**Description of the task**
Please transcribe the listing below exactly, but only from the line containing "Return a JSON" through its last line.

**Records provided**
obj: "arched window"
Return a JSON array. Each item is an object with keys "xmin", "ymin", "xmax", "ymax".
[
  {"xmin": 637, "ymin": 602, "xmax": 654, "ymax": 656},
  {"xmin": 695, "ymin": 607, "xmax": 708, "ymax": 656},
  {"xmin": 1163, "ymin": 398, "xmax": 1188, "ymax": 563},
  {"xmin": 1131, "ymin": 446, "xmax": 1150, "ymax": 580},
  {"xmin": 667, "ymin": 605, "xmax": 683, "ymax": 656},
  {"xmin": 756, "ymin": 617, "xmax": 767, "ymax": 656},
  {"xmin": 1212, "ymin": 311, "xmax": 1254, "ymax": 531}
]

**Result of this exercise**
Return a JSON array. Each item is an object with keys "xmin", "ymin", "xmax", "ymax".
[
  {"xmin": 637, "ymin": 602, "xmax": 654, "ymax": 656},
  {"xmin": 695, "ymin": 607, "xmax": 708, "ymax": 656},
  {"xmin": 1163, "ymin": 398, "xmax": 1188, "ymax": 563},
  {"xmin": 1131, "ymin": 446, "xmax": 1150, "ymax": 580},
  {"xmin": 667, "ymin": 605, "xmax": 683, "ymax": 656},
  {"xmin": 756, "ymin": 617, "xmax": 767, "ymax": 656},
  {"xmin": 1212, "ymin": 311, "xmax": 1254, "ymax": 531}
]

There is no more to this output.